▶ _Énoncé_: Prolongez le communiqué des associations sur la pollution à l'amiante autour du CMMP, en reprenant après sa dernière phrase.

▶ _Extrait du texte_:

━━━━━━

Un communiqué des associations

Dans un communiqué de presse, les six associations intervenant sur le CMMP (Collectif des riverains, parents d’élèves, Addeva 93, Ban Asbestos, Aulnay Environnement) analysent la situation et font des propositions.

Sur l’étude de la CIRE

Les associations soulignent que cette étude est une première en France. Elles notent que "les dégâts mortifères sur les ouvriers au contact direct de l’amiante étaient déjà connus, comme pour cette usine, mais ce qui est nouveau c’est la reconnaissance officielle du lien entre la pollution de l’usine et les malades ayant résidé, étudié ou travaillé au voisinage"

Les conclusions du rapport sont en effet sans ambiguité : « Le signal sanitaire d’origine environnemental détecté par les associations de victimes au voisinage du CMMP est donc solidement validé. L’identification de cas d’affections spécifiques de l’amiante ayant eu une exposition uniquement ou majoritairement environnementale au voisinage du CMMP signe la dangerosité de la pollution liée aux activités de broyage et de stockage de l’amiante de cette entreprise pour la population riveraine de l’époque » … « La sévérité des critères retenus garantit la validité des résultats obtenus ».

━━━━━━

▶ _Données d'entrée_:

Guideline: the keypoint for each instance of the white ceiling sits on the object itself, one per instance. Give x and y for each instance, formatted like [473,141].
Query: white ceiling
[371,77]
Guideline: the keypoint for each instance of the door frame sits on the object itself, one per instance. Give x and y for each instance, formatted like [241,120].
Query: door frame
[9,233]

━━━━━━

▶ _Zone de réponse_:
Les associations estiment que ce rapport "est le fruit d’une mobilisation citoyenne issue du mouvement associatif ayant donné l’alerte il y a plus de 9 ans. Elle est accablante et met en lumière la responsabilité de l’employeur qui a contaminé les travailleurs et les riverains, mais aussi celle des pouvoirs publics qui ont laissé faire malgré les plaintes incessantes des habitants du quartier."

L’historique de l’activité sur ce site met en évidence "l’importance de la production de farine d’amiante par centaines de tonnes, un empoussièrement massif dans les ateliers (allant jusqu’à 930 000 particules par cm3 d’air à certaines époques), la quasi-inexistence de dispositifs d’extraction des poussières, au mépris des règles les plus élémentaires d’hygiène, l’échappement massif des poussières vers l’extérieur, au mépris des prescriptions officielles pourtant extrêmement précises"

Le communiqué précise qu’à ce jour "les Associations recensent plus de 70 malades (dont 35 décès) ; la moitié a été contaminée au simple fait d’avoir demeuré à proximité de l’usine et 20 y ont travaillé. Ce bilan n’est que la face visible d’une catastrophe sanitaire restant à évaluer. 25 plaintes sont en cours d’instruction au pôle Santé du Tribunal de Paris."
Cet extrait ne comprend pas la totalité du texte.